== PASSAGE SHOWN ==
My previous post, Exporting American mental illness, on Ethan Watters’ New York Times Magazine article, came together pretty quickly, in a few-hours’ rush of thinking, writing, and mistyping. Nevertheless, I’m glad I posted it because I really liked Watters’ original article, even though I took issues with attributing too much causal power to specialists’ knowledge about mental illness. I didn’t consider my original piece to be a ‘critique’ as I fully suspect many of my issues might have been addressed in the book-length version.

Over at Somatosophere, Eugene Raikhel has a great post on the original article. He’s very generous to my hurried effort but goes on to add in some really good discussion of multi-causal models in psychological anthropology and how difficult it actually is to think about complexity. He agrees with my brief piece (with one caveat that I would concede), but really goes on to take the discussion to a more sophisticated consideration of the question:
“How should anthropologists and cultural psychiatrists deal with this kind of complexity?” Is it enough to gesture toward complexity, calling it a “flow” or an “assemblage” and listing its various elements (as I’ve done above), or should we try to understand the various specific mechanisms through which what we often call macro-processes (like “globalization” or “industrialization”) shape the ways individuals experience and articulate their distress?
Raikhel goes on to discuss three different conceptual and concrete ways to try to link up these scattered forces into local explanations, drawing on Ian Hacking, Laurence Kirmayer and Norman Sartorius, and Tanya Luhrmann. All three are excellent examples of researchers doing the hard yards of making these links between macroscopic and psychological processes, between biology and culture on different levels. I won’t rewrite in less extensive form Raikhel’s excellent piece; just go to the original.
But I also want to point out the Raikhel, like me, really praises Watters’ original effort. Raikhel has a couple of key points of disagreement in the assumptions about modernity and stress and about the psychiatric ‘gray out’ that’s occurring with globalization, but he keeps these in perspective. I’m happy to criticize science journalists when they write stupid dreck, but the discussion of the Americanization of mental illness is quite thorough even though it’s reaching out to an audience that might not have run into this sort of anthropological analysis of psychiatry before; it’s a great piece to alert the public to the subtleties of human brain-culture-belief interactions (which we tend to call ‘neuroanthropology’ around here).

== DATASET ==
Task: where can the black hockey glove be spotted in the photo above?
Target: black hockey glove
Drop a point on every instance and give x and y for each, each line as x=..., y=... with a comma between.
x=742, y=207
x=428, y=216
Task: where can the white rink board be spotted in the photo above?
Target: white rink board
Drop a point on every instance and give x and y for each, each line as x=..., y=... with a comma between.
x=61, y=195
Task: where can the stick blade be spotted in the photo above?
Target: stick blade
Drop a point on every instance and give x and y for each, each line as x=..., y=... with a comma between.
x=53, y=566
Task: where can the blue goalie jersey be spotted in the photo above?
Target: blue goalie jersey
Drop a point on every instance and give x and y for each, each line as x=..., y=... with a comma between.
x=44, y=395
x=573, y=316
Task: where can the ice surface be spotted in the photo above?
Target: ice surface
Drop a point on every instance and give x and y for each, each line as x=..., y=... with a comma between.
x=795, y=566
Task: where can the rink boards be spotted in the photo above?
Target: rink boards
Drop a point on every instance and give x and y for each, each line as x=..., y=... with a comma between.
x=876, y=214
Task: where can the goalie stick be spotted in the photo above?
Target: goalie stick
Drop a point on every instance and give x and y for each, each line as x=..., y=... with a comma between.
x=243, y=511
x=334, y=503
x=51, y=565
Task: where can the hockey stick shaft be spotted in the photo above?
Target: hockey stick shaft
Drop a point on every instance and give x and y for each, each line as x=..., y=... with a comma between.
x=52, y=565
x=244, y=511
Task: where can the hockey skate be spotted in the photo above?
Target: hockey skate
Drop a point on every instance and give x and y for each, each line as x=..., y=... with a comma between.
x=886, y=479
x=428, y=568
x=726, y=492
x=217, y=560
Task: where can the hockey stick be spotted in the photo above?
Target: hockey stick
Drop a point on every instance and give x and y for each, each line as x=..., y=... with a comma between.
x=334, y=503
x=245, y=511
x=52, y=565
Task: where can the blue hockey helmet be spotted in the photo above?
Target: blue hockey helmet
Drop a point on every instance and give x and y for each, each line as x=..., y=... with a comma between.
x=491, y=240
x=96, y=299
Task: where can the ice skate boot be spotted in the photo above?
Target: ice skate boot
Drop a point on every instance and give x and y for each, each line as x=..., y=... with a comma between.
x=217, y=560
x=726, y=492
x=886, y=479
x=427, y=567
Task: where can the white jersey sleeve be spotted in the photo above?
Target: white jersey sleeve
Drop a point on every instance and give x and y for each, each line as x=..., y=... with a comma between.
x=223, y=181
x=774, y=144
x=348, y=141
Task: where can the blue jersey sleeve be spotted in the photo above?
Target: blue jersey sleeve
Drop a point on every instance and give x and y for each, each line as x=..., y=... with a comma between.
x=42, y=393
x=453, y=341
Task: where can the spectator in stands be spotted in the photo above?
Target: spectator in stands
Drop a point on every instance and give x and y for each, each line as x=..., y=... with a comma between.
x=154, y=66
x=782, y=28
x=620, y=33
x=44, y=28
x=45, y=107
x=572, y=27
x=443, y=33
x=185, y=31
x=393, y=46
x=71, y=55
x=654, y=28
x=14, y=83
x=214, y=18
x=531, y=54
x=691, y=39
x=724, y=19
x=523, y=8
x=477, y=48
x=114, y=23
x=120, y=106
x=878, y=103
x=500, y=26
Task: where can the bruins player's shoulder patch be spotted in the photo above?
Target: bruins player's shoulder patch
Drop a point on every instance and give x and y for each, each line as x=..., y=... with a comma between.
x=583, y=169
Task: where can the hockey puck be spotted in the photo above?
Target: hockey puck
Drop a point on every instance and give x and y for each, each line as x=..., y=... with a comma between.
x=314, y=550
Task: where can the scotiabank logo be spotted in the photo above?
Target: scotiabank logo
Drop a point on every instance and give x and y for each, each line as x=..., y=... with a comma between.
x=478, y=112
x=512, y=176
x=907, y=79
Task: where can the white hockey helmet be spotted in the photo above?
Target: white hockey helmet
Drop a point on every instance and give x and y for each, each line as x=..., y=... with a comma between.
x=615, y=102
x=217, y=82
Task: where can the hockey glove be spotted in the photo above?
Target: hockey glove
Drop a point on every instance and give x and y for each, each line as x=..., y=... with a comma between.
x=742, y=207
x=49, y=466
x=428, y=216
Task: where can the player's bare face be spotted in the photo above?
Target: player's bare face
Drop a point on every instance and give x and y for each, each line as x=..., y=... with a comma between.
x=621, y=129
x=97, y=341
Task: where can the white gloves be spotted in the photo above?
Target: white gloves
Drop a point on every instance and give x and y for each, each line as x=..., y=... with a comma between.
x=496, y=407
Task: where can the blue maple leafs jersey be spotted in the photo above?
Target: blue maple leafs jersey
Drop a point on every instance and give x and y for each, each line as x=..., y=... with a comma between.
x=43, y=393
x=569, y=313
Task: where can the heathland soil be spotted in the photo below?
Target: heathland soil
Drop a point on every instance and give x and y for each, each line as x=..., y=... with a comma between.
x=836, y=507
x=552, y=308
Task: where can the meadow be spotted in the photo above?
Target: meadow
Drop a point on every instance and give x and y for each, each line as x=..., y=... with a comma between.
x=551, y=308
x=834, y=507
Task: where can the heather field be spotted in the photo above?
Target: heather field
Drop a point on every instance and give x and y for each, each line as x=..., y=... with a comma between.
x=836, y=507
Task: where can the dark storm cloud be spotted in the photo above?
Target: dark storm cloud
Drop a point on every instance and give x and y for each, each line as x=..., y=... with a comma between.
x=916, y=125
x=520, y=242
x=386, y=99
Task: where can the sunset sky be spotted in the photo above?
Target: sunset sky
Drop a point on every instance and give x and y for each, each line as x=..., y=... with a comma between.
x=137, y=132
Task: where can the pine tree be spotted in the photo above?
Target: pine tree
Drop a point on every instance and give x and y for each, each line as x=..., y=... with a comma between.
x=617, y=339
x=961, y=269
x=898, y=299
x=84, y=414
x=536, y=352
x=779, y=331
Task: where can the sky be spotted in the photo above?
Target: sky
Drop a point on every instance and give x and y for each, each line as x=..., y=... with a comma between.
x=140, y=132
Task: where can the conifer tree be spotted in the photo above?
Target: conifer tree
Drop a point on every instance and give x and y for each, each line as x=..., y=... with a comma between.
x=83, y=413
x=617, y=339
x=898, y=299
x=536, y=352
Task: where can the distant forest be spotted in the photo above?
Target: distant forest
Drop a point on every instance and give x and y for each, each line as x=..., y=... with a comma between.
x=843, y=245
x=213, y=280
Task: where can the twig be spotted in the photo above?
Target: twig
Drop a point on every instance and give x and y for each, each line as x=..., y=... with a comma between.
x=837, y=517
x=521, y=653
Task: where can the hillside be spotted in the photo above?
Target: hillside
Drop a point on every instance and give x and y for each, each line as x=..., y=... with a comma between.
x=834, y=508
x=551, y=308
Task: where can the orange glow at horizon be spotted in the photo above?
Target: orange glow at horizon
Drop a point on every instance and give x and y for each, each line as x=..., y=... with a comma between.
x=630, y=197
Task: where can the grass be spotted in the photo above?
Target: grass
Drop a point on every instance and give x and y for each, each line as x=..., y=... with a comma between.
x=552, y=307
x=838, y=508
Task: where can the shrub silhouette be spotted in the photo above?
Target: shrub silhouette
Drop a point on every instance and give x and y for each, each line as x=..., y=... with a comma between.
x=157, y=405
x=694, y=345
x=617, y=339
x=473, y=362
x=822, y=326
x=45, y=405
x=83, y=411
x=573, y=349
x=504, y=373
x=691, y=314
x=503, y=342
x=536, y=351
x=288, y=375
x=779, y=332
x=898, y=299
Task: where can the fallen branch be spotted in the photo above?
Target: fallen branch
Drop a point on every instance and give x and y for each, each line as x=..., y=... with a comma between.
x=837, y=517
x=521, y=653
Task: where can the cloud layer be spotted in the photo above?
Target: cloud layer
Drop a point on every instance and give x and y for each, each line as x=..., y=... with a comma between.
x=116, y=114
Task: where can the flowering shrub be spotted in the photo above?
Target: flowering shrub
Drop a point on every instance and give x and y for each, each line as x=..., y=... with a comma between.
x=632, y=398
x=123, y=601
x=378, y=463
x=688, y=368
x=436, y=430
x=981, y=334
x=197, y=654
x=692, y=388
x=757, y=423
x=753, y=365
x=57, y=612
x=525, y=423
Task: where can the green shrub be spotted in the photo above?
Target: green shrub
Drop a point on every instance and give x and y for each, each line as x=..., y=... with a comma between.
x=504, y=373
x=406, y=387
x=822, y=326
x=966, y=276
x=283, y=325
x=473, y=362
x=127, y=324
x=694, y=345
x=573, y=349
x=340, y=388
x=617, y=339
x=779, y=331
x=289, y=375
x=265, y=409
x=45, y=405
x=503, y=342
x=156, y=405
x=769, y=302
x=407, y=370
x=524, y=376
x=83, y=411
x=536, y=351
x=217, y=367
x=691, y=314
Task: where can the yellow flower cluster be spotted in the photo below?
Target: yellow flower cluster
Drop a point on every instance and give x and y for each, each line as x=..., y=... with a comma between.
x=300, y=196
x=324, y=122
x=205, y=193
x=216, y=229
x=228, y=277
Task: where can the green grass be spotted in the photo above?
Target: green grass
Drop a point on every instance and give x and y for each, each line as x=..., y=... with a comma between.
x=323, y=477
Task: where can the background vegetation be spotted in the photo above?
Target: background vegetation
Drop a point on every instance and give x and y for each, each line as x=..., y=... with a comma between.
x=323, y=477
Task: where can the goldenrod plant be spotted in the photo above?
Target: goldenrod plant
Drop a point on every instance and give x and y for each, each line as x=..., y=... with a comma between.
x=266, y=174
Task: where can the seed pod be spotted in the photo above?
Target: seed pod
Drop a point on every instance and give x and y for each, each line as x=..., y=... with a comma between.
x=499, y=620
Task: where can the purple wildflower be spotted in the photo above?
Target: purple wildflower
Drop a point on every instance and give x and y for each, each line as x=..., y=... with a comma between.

== TASK GOAL ==
Decide whether each statement agrees with the post on Ethan Watters’ article above. Answer yes or no, and quote the words of the post that settle it. (a) Raikhel draws on Ian Hacking, Laurence Kirmayer and Norman Sartorius, and Tanya Luhrmann. (b) The writer regarded the earlier piece as a critique of Watters’ article. (c) Raikhel disagrees with the writer’s brief piece without reservation.

== ANSWER FOR THIS EXERCISE ==
(a) Yes: "drawing on Ian Hacking, Laurence Kirmayer and Norman Sartorius, and Tanya Luhrmann"
(b) No: "I didn’t consider my original piece to be a ‘critique’"
(c) No: "He agrees with my brief piece (with one caveat that I would concede)"